## Page excerpt
[BEGIN]

2 of 2 people found the following review helpful:
4.0 out of 5 stars
A good read,
This review is from: Enlightening the World: Encyclopedia, The Book That Changed the Course of History (Hardcover)
Not the usual turgid history book of pre-revolutionary France but instead a very good, readable depiction of the trials and difficulties of creating the Encyclopedie. The prose is fluid and the book almost reads like a novel.
1 of 1 people found the following review helpful:
4.0 out of 5 stars
A sparkling read,
By
This review is from: Enlightening the World: Encyclopedia, The Book That Changed the Course of History (Hardcover)
Most of the French Encyclopaedists were men of sparkle and wit, and Philipp Blom's book shares these qualities. We get an excellent account of the historical background, of the contents and subversive nature and outlook of the Encyclopédie, of the immense task of compiling its 17 volumes of texts and 11 of plates over a period of 19 years, of the trials and tribulations it encountered at the hands of the authorities, but above all of the main characters associated with it, especially the lovable Diderot and the less than lovable Rousseau, but also d'Alembert (so much more arrogant than his charming portrait by Quentin de la Tour would suggest), the Chevalier de Jaucourt (three different figures are given on different pages for the number of articles he contributed), Helvétius, and many others.

[END]

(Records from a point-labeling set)

[BEGIN]

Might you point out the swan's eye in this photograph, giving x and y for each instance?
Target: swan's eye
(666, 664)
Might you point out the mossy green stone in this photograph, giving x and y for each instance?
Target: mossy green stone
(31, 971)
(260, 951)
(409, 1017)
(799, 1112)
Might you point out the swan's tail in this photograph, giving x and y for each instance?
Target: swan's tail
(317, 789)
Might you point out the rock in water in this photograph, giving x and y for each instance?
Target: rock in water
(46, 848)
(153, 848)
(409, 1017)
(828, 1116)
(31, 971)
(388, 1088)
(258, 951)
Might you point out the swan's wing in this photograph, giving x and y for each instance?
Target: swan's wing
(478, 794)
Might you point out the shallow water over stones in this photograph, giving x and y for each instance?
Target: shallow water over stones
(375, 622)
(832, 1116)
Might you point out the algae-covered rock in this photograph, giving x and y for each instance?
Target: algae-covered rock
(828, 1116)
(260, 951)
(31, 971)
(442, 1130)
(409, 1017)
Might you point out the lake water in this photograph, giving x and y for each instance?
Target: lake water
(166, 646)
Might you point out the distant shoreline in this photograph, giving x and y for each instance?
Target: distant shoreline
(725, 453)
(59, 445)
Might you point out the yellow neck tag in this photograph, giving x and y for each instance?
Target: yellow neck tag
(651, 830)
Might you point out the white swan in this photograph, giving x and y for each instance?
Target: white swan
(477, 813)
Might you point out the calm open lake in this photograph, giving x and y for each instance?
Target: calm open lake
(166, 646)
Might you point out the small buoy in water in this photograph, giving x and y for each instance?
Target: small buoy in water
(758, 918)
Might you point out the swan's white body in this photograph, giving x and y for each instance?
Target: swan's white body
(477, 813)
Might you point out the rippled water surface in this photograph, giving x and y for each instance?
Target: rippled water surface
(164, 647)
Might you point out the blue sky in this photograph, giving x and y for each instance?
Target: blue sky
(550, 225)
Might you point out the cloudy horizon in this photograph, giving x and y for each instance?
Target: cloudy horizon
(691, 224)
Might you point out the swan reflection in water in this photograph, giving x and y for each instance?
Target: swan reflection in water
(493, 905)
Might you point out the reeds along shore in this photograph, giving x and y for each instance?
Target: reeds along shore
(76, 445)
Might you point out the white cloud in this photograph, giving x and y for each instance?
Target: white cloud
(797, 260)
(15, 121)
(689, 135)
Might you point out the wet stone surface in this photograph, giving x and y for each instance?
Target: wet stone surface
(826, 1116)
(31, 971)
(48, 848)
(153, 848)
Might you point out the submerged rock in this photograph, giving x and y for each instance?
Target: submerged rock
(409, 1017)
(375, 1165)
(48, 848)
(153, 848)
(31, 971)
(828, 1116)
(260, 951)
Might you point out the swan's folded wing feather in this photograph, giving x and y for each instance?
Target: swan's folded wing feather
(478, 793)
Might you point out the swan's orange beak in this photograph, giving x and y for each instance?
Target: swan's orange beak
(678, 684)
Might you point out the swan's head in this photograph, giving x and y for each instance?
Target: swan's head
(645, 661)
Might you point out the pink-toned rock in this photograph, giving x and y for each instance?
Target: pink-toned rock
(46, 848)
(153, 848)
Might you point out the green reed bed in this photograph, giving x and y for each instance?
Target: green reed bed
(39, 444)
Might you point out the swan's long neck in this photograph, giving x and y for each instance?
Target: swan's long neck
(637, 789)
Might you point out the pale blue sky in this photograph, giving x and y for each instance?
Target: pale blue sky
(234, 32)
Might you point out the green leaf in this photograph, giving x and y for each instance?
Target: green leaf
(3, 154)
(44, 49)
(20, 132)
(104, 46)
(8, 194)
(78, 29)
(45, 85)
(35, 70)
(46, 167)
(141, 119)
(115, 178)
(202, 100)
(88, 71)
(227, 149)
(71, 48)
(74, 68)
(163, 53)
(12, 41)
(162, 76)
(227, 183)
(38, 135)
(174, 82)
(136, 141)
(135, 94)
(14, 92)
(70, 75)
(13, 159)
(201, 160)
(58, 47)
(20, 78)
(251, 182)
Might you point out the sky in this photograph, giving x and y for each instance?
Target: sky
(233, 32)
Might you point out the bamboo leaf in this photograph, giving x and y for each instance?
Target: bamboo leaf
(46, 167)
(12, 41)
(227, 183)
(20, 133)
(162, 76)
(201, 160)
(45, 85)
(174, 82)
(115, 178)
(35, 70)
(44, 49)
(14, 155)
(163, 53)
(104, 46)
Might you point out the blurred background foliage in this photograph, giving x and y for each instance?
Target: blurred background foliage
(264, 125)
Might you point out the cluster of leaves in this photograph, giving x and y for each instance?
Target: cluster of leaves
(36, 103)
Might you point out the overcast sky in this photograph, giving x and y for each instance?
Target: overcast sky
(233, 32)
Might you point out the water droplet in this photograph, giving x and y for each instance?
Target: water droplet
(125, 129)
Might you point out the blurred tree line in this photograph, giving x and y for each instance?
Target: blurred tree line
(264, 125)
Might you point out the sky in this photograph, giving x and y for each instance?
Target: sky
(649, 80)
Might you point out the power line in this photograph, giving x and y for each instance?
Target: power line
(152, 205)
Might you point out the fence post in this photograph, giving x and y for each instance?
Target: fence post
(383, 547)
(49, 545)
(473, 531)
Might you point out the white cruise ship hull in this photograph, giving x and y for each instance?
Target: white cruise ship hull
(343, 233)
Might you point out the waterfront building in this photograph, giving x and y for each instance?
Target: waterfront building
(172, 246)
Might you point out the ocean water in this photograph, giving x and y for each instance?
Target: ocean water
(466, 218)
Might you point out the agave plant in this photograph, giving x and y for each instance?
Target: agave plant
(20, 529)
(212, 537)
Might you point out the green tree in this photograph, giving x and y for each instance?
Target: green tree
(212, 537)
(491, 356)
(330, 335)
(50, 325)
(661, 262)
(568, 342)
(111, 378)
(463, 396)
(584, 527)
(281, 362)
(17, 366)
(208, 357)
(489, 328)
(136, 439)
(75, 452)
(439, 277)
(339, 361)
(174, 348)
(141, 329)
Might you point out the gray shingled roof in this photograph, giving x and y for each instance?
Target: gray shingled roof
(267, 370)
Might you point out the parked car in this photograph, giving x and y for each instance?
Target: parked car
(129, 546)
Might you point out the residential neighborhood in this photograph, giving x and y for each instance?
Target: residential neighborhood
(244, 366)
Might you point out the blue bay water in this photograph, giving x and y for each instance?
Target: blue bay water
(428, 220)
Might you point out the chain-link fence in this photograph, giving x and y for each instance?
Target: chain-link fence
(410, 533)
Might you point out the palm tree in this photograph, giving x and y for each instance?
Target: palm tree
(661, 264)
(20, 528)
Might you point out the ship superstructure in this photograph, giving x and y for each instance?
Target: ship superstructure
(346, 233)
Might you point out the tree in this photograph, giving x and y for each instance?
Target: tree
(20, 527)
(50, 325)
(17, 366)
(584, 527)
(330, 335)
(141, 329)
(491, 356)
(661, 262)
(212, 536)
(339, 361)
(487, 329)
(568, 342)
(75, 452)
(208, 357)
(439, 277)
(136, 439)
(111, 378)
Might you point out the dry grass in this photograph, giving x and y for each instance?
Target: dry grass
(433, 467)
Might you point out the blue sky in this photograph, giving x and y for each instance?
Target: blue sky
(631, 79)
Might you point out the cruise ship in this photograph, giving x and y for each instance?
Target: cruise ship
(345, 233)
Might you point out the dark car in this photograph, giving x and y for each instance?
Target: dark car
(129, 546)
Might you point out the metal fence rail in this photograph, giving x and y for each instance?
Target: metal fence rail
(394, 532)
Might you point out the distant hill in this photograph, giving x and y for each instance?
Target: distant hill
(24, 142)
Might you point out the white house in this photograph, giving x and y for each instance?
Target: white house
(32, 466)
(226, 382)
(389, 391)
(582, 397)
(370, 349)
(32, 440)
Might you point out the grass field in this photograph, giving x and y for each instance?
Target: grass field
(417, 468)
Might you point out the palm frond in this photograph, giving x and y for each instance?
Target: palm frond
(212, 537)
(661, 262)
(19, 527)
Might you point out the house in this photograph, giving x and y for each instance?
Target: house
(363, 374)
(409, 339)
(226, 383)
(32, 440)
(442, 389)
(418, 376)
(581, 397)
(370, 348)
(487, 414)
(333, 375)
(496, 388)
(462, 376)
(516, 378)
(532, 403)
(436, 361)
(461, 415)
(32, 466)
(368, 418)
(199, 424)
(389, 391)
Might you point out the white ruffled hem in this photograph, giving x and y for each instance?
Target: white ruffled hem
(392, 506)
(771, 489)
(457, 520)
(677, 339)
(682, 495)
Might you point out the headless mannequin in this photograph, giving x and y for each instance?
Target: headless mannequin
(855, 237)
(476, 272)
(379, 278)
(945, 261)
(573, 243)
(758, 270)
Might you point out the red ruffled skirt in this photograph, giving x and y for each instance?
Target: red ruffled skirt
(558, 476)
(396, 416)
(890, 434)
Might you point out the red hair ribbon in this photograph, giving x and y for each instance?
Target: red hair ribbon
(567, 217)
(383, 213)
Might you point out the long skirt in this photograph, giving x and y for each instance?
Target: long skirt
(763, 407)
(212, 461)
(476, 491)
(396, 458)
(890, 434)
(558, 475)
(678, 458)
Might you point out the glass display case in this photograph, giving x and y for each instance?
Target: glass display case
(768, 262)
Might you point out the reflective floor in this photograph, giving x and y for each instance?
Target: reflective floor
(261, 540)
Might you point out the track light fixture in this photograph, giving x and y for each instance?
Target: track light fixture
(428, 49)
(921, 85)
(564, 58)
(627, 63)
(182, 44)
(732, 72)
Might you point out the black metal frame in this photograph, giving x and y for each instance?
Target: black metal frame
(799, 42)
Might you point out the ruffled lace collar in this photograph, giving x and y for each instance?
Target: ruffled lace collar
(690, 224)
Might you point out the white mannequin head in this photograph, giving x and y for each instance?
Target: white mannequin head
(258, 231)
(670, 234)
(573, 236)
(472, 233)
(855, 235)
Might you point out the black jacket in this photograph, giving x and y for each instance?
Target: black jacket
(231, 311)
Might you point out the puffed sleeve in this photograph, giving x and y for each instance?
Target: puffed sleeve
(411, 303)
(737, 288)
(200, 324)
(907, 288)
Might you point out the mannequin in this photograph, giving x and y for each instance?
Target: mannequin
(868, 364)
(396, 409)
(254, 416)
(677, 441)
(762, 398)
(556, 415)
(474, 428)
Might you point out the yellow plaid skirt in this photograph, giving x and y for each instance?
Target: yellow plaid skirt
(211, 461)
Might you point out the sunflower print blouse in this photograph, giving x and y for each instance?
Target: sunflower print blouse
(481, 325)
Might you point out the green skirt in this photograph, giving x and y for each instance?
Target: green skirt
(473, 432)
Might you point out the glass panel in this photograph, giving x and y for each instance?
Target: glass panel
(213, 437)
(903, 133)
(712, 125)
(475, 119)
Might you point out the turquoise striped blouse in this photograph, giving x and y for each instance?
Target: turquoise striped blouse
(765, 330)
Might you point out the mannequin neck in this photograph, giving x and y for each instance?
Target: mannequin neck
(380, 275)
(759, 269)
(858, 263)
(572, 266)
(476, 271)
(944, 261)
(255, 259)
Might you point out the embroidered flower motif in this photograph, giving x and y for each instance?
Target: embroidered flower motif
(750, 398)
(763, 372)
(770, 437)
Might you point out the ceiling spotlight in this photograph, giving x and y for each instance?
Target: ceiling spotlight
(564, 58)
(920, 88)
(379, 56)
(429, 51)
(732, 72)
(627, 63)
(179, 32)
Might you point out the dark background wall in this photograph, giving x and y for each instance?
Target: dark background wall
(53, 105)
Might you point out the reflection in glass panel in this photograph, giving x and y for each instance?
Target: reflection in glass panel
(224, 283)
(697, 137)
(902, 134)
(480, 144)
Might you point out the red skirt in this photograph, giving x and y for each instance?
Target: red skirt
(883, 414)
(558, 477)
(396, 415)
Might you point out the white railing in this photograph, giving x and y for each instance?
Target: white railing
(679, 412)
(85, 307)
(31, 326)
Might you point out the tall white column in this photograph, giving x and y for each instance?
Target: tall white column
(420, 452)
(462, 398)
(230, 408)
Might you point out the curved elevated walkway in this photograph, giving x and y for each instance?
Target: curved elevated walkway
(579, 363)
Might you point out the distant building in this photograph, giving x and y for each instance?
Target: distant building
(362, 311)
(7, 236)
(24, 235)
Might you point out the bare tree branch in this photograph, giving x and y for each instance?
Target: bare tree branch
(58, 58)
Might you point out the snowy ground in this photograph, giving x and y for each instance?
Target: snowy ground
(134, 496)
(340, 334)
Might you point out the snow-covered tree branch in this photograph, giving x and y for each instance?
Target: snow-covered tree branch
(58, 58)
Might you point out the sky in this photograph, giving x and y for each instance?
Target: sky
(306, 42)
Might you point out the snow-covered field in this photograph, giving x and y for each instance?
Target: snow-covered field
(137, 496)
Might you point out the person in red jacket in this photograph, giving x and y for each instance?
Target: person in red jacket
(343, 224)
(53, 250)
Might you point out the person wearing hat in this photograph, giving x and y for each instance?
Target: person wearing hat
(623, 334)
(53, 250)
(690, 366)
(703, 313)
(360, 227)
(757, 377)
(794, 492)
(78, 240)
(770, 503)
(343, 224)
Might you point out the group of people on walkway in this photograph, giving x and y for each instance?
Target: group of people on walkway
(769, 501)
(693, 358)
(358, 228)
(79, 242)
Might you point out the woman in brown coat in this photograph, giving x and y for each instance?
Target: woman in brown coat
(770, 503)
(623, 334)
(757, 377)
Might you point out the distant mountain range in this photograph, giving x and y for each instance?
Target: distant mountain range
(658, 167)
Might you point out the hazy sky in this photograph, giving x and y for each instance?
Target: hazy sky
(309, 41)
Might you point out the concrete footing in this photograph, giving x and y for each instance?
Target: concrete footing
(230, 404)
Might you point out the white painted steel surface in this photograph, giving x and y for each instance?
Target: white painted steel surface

[END]

According to the book reviews, how many volumes of texts and how many volumes of plates did the Encyclopédie comprise? These lines have no connection to the book reviews.

It comprised 17 volumes of texts and 11 volumes of plates.